Show each line of the records below that contains the word "every", copying those lines in full.

Raw records -
★ ★ ★ ★ ★ ★ ★

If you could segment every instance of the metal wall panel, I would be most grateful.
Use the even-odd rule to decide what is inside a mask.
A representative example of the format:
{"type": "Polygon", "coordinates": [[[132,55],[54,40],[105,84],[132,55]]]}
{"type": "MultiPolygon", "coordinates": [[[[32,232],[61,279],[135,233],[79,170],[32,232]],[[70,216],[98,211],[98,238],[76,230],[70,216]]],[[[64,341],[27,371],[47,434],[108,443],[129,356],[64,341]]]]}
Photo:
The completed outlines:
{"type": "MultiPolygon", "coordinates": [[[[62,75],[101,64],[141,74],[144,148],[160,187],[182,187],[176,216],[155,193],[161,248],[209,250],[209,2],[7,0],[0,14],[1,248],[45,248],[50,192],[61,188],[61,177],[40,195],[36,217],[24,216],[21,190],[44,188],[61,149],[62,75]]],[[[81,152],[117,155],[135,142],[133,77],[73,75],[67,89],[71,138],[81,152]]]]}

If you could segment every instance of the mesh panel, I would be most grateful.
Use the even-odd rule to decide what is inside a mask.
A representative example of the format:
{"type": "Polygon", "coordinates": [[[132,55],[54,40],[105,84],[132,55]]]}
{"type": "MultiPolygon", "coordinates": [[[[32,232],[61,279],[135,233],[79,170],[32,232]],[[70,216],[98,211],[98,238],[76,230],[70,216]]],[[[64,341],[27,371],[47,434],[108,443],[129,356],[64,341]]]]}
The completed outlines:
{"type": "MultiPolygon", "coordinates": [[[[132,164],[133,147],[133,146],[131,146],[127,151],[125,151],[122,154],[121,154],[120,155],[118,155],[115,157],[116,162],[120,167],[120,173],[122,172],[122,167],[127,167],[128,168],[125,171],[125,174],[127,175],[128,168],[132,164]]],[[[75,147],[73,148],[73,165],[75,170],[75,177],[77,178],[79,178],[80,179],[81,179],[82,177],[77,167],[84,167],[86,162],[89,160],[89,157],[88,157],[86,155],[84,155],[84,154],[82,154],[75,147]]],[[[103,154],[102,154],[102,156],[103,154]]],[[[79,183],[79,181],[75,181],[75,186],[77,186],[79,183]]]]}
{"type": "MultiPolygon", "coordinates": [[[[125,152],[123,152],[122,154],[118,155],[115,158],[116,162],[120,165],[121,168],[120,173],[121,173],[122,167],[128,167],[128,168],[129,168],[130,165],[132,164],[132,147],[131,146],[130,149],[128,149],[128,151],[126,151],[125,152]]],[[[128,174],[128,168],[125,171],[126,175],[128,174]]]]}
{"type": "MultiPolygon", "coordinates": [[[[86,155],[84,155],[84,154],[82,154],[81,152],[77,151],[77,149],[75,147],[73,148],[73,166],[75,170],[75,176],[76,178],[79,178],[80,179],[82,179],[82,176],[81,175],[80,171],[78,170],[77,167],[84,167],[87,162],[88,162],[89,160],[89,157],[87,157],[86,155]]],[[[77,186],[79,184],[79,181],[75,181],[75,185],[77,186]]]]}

★ ★ ★ ★ ★ ★ ★

Output of the exercise -
If you could segment every instance of the metal wall panel, I would be most grateful.
If you could segment every instance of the mesh panel, I would be most grateful.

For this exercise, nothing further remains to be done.